#### [Exercise aim]
Put every line of the entries below into a numbered list, skipping blank lines. Leave the pictures out.

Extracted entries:

....................

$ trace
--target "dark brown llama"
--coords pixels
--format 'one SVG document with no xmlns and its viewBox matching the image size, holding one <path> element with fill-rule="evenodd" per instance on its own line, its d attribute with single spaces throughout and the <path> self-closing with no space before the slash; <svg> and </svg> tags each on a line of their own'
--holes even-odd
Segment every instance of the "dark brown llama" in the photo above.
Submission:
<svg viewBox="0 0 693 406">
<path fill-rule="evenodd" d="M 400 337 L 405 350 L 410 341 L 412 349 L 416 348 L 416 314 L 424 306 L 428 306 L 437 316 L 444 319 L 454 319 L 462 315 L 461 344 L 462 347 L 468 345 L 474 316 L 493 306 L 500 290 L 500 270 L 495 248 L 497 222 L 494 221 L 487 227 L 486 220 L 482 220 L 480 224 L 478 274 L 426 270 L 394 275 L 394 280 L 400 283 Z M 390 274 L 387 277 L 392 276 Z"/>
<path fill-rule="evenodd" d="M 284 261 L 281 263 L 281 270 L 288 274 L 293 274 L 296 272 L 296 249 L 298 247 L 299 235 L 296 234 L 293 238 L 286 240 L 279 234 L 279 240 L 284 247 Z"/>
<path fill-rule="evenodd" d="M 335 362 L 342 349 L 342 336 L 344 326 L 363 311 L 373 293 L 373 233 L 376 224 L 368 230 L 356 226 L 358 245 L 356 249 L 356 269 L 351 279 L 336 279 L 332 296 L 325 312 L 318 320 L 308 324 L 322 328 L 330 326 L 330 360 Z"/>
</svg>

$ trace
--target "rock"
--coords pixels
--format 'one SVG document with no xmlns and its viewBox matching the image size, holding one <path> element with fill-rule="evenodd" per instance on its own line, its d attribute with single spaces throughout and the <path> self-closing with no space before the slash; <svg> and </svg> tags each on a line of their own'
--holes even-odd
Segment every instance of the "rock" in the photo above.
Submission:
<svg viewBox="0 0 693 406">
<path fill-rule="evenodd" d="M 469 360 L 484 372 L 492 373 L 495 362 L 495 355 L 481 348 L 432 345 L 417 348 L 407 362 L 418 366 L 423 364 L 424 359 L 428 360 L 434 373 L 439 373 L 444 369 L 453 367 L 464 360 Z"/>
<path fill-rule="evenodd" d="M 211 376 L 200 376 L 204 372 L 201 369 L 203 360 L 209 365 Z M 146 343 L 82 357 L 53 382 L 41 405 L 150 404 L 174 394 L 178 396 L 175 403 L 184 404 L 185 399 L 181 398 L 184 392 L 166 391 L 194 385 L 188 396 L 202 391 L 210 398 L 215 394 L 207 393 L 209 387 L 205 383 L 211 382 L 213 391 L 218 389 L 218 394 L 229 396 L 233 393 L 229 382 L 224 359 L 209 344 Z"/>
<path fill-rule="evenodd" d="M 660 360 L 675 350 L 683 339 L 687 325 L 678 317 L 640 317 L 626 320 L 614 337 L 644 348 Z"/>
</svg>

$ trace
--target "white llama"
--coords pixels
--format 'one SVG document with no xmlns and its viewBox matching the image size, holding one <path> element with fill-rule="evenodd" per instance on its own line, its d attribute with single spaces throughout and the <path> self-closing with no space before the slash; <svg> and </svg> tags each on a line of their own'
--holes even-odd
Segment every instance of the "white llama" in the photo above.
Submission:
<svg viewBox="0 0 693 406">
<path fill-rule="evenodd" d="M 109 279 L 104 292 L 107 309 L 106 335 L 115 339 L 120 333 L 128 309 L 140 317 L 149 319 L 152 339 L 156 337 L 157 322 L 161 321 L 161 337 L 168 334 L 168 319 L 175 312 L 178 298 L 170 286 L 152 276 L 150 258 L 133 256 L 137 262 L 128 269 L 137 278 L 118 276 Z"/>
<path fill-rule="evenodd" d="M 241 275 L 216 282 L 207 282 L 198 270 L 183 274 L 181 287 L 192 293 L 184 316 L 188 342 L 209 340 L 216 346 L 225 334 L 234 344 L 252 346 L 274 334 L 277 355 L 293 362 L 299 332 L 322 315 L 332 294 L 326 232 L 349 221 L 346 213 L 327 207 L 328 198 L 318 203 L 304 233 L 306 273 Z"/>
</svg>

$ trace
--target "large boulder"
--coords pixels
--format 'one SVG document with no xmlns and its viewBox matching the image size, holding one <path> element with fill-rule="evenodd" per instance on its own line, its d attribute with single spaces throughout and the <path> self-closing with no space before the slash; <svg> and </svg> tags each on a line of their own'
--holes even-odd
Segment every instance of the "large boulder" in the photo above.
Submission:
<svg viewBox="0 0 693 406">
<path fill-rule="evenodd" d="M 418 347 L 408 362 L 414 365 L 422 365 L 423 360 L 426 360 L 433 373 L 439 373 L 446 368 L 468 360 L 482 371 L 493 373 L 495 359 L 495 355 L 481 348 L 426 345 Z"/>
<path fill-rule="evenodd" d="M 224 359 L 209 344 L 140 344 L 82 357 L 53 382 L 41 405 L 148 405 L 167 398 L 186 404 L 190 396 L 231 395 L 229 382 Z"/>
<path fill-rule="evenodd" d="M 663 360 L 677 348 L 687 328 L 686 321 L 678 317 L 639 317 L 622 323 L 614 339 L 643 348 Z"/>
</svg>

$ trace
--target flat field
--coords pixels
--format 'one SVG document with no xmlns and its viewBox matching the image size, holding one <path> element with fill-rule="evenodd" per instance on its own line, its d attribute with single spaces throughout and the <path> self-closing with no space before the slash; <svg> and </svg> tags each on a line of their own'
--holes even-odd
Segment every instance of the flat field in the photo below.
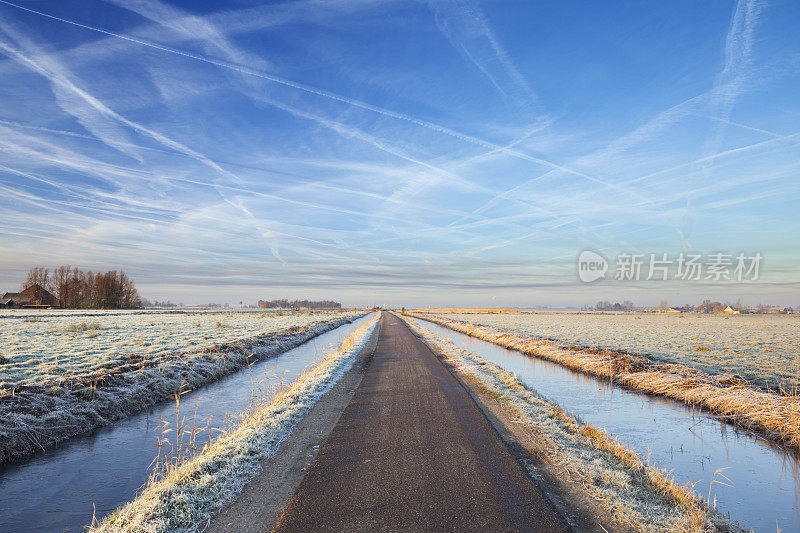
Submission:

....................

#### [Result of this task]
1. $ trace
2. --target "dark brown llama"
3. --coords pixels
4. --format 'one SVG document with no xmlns and its viewBox matching the image size, holding one <path> element with fill-rule="evenodd" per instance on its own line, its d attribute with single spaces throughout and the <path> self-closing with no space before the slash; <svg> and </svg> tags each on a line of their own'
5. --holes even-odd
6. Segment every instance of the "dark brown llama" in the photo above.
7. Submission:
8. <svg viewBox="0 0 693 406">
9. <path fill-rule="evenodd" d="M 400 337 L 405 350 L 410 341 L 412 349 L 416 348 L 416 314 L 424 306 L 428 306 L 437 316 L 444 319 L 454 319 L 462 315 L 461 344 L 462 347 L 468 345 L 474 316 L 493 306 L 500 290 L 500 270 L 495 248 L 497 222 L 494 221 L 487 227 L 486 220 L 482 220 L 480 224 L 478 274 L 426 270 L 394 275 L 394 280 L 400 283 Z M 390 274 L 387 277 L 392 276 Z"/>
10. <path fill-rule="evenodd" d="M 284 261 L 281 263 L 281 270 L 288 274 L 293 274 L 296 272 L 296 249 L 298 247 L 299 235 L 296 234 L 293 238 L 286 240 L 279 234 L 279 240 L 284 247 Z"/>
11. <path fill-rule="evenodd" d="M 335 362 L 342 349 L 342 336 L 344 326 L 363 311 L 373 293 L 373 233 L 376 224 L 368 230 L 356 226 L 358 245 L 356 249 L 356 269 L 351 279 L 336 279 L 332 296 L 325 312 L 318 320 L 308 324 L 322 328 L 330 326 L 330 360 Z"/>
12. </svg>
13. $ trace
14. --target "rock"
15. --coords pixels
16. --format 'one SVG document with no xmlns and its viewBox matching the image size, holding one <path> element with fill-rule="evenodd" per instance on its own line, its d attribute with single spaces throughout and the <path> self-closing with no space before the slash; <svg> and </svg> tags each on a line of their own'
17. --holes even-odd
18. Segment every instance of the "rock" in the photo above.
19. Submission:
20. <svg viewBox="0 0 693 406">
21. <path fill-rule="evenodd" d="M 469 360 L 484 372 L 492 373 L 495 362 L 495 355 L 481 348 L 432 345 L 417 348 L 407 362 L 418 366 L 423 364 L 424 359 L 428 360 L 434 373 L 439 373 L 444 369 L 453 367 L 464 360 Z"/>
22. <path fill-rule="evenodd" d="M 211 376 L 200 376 L 204 372 L 201 369 L 203 360 L 209 365 Z M 146 343 L 82 357 L 53 382 L 41 405 L 150 404 L 174 394 L 178 396 L 175 403 L 184 404 L 185 399 L 181 398 L 184 392 L 166 391 L 194 385 L 188 396 L 202 391 L 210 398 L 215 394 L 207 393 L 209 387 L 205 383 L 211 382 L 213 391 L 218 389 L 218 394 L 229 396 L 233 393 L 229 382 L 224 359 L 209 344 Z"/>
23. <path fill-rule="evenodd" d="M 660 360 L 675 350 L 683 339 L 687 325 L 678 317 L 640 317 L 626 320 L 614 337 L 644 348 Z"/>
24. </svg>
25. $ trace
26. --target "white llama"
27. --coords pixels
28. --format 'one SVG document with no xmlns and its viewBox matching the image size, holding one <path> element with fill-rule="evenodd" per instance on its own line, its d attribute with single spaces throughout and the <path> self-closing with no space before the slash; <svg> and </svg> tags each on a line of their own'
29. --holes even-odd
30. Segment every instance of the "white llama" in the photo above.
31. Submission:
32. <svg viewBox="0 0 693 406">
33. <path fill-rule="evenodd" d="M 109 279 L 104 292 L 107 309 L 106 335 L 115 339 L 120 333 L 128 309 L 140 317 L 149 319 L 152 339 L 156 337 L 157 322 L 161 321 L 161 337 L 168 334 L 168 319 L 175 312 L 178 298 L 170 286 L 152 276 L 150 258 L 133 256 L 137 262 L 128 269 L 137 278 L 118 276 Z"/>
34. <path fill-rule="evenodd" d="M 241 275 L 216 282 L 207 282 L 198 270 L 183 274 L 181 287 L 192 293 L 184 316 L 188 342 L 209 340 L 216 346 L 225 334 L 234 344 L 252 346 L 274 334 L 277 355 L 293 362 L 299 332 L 322 315 L 332 294 L 326 232 L 349 221 L 346 213 L 327 207 L 328 198 L 318 203 L 304 233 L 306 273 Z"/>
35. </svg>
36. $ trace
37. --target "large boulder"
38. --coords pixels
39. --format 'one SVG document with no xmlns and its viewBox matching the image size, holding one <path> element with fill-rule="evenodd" per instance on its own line, its d attribute with single spaces throughout and the <path> self-closing with no space before the slash; <svg> and </svg> tags each on a line of their own'
40. --holes even-odd
41. Segment every instance of the "large boulder" in the photo above.
42. Submission:
43. <svg viewBox="0 0 693 406">
44. <path fill-rule="evenodd" d="M 418 347 L 408 362 L 414 365 L 422 365 L 423 360 L 426 360 L 433 373 L 439 373 L 446 368 L 468 360 L 482 371 L 493 373 L 495 359 L 495 355 L 481 348 L 426 345 Z"/>
45. <path fill-rule="evenodd" d="M 224 359 L 209 344 L 140 344 L 82 357 L 53 382 L 41 405 L 148 405 L 167 398 L 186 404 L 190 396 L 231 395 L 229 382 Z"/>
46. <path fill-rule="evenodd" d="M 663 360 L 677 348 L 687 328 L 686 321 L 678 317 L 639 317 L 622 323 L 614 339 L 643 348 Z"/>
47. </svg>
48. $ trace
49. --target flat field
50. --coords pixels
51. --format 'one SVG document with no xmlns and its viewBox matching the image size, holding one <path> element with fill-rule="evenodd" per instance on its own line, its d attribute with single spaces throughout and the <path> self-closing with no space before the slash; <svg> and </svg> tags each on a line of their own'
52. --holes even-odd
53. Segment every instance of the flat field in the photo below.
54. Submission:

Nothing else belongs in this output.